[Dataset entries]
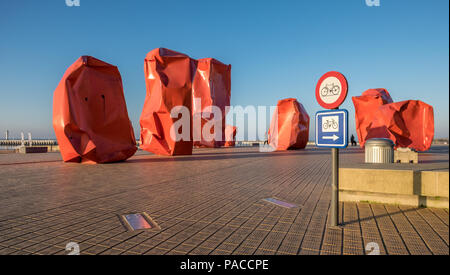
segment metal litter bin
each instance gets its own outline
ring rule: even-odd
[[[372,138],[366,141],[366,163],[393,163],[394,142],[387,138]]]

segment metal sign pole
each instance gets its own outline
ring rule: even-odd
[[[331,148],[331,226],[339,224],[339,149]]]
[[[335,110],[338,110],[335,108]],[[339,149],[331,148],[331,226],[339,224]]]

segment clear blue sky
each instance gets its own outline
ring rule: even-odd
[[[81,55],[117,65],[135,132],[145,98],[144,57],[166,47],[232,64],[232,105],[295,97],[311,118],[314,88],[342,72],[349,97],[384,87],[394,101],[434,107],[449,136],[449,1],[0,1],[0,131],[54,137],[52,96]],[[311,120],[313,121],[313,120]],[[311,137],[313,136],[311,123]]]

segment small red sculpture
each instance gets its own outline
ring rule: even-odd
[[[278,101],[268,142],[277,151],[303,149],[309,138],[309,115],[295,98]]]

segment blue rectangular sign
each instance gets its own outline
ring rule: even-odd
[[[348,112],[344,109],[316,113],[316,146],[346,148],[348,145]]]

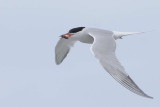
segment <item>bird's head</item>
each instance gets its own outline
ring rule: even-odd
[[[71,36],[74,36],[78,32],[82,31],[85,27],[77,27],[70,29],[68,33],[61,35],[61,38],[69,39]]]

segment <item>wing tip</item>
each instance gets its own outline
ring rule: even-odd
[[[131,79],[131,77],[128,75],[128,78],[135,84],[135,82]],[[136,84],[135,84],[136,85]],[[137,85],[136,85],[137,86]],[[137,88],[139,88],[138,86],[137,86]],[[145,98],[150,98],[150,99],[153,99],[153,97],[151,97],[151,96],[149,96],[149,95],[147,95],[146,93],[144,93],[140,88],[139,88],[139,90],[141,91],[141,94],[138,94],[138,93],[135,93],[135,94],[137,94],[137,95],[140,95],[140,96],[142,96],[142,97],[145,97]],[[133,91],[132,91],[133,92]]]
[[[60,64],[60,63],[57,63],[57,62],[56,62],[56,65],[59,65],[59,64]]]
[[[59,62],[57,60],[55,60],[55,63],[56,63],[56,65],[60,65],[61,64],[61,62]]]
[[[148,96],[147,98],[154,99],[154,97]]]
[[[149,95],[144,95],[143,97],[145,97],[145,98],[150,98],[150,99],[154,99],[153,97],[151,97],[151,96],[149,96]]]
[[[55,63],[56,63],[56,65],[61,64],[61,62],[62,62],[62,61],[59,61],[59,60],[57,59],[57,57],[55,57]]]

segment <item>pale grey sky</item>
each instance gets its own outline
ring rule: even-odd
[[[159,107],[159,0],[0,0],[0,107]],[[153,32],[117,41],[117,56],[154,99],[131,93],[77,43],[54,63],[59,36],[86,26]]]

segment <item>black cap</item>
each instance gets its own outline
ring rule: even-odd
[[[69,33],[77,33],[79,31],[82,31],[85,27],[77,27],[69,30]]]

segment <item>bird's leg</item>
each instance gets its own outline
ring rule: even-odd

...

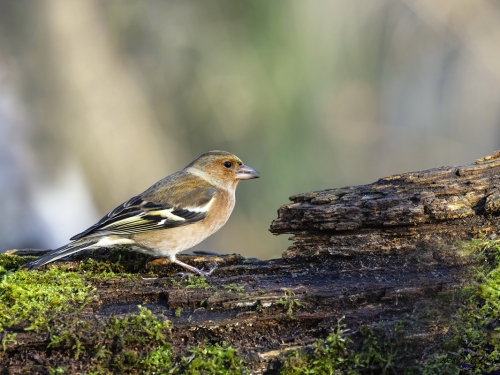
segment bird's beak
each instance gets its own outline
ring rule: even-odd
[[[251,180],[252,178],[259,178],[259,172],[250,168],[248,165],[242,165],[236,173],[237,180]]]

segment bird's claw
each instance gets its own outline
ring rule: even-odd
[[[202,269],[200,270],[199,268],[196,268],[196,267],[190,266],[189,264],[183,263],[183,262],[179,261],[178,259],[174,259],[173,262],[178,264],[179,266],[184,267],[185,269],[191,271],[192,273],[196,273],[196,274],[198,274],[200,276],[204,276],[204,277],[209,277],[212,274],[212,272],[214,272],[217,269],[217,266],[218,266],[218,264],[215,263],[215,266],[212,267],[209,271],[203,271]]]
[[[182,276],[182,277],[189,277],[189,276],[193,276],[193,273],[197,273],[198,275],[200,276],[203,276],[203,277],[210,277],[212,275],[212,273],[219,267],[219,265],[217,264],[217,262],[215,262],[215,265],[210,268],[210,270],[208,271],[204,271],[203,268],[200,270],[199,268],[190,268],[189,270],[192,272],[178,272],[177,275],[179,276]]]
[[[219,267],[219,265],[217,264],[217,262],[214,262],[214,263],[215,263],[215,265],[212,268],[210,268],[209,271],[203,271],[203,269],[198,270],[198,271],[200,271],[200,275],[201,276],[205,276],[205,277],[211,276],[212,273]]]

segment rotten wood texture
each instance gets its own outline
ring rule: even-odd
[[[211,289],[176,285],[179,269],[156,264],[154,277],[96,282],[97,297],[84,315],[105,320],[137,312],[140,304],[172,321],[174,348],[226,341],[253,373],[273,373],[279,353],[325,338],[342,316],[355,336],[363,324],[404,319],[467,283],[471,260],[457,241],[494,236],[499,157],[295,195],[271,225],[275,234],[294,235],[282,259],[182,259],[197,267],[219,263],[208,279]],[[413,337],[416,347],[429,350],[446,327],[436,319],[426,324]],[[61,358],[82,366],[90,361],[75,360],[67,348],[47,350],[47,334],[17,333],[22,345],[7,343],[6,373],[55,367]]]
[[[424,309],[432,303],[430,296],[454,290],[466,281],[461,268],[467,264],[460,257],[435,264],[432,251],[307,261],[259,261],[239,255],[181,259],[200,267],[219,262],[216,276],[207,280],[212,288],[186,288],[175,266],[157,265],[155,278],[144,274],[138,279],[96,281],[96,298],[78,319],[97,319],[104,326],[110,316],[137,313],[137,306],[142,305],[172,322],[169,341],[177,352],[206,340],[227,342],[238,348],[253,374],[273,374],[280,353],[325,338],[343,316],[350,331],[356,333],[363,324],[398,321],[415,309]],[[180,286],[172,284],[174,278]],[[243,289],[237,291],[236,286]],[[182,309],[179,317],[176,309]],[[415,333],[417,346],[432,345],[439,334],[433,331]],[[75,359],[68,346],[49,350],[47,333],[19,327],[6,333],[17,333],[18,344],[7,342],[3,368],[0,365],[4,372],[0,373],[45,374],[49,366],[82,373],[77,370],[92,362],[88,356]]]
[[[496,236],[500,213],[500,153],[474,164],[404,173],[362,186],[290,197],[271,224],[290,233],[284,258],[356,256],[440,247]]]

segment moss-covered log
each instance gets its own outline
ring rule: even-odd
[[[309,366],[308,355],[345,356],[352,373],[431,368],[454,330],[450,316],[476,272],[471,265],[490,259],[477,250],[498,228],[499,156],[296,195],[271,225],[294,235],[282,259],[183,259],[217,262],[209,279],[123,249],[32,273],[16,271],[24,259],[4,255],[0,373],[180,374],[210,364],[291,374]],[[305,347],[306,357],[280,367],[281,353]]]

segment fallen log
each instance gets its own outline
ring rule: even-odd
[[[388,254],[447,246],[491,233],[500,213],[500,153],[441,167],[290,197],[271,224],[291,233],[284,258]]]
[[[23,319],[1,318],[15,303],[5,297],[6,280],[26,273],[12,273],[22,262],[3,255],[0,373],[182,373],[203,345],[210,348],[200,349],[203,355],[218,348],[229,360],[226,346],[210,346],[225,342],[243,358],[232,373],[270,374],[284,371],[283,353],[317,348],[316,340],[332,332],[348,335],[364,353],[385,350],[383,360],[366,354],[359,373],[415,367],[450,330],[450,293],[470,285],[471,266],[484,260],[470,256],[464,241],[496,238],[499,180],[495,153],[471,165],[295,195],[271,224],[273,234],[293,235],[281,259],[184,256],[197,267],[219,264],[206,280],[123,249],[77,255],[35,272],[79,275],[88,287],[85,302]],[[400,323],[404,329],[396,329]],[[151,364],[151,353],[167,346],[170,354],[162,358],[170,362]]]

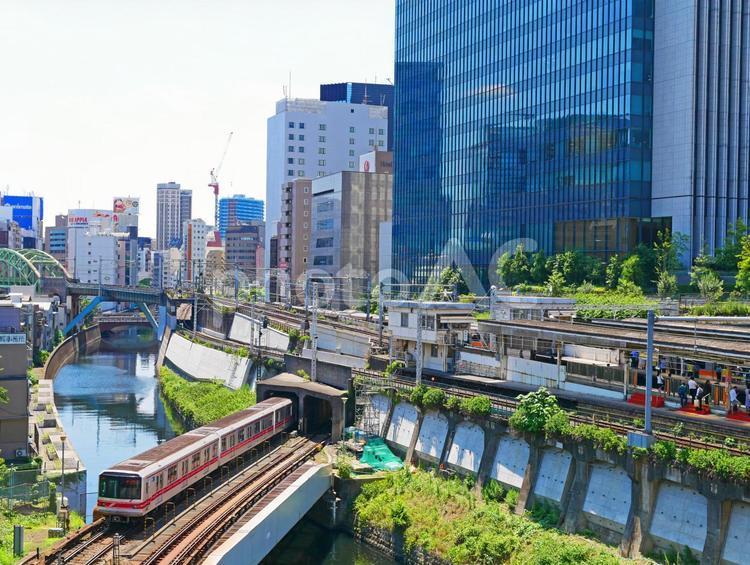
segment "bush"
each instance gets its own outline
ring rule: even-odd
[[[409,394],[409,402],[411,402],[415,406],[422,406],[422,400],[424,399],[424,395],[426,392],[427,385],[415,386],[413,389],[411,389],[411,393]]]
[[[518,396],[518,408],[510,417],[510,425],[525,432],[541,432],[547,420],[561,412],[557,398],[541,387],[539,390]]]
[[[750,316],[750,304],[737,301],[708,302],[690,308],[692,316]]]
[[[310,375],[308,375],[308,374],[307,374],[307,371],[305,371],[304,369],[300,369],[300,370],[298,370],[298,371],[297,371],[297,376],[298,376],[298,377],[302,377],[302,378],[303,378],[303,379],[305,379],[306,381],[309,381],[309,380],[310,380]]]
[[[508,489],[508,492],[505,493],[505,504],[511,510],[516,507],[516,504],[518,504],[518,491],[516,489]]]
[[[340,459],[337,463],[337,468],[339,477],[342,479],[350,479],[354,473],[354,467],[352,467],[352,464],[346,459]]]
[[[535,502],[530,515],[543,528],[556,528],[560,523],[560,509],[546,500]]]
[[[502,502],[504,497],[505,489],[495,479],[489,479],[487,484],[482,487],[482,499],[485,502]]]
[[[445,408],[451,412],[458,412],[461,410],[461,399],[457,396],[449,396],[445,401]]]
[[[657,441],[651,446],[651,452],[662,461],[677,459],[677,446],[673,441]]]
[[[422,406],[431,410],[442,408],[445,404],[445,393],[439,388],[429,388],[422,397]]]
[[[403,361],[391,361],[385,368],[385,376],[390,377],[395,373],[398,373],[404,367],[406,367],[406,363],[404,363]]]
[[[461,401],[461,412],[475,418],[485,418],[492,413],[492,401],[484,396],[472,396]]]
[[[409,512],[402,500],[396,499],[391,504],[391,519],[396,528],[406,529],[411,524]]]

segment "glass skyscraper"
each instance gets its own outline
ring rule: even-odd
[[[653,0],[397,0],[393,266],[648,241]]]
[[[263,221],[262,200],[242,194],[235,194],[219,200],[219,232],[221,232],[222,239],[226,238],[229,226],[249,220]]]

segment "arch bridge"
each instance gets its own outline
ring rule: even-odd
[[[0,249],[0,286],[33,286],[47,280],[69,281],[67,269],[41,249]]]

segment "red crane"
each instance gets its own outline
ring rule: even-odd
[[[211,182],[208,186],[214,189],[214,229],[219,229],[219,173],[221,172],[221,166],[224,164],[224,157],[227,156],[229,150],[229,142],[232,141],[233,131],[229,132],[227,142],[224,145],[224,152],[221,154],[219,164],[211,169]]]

(Task statement) Where the string "metal" turns up in a line of the data above, copy that whole line.

(Exercise answer)
segment metal litter bin
segment metal sign pole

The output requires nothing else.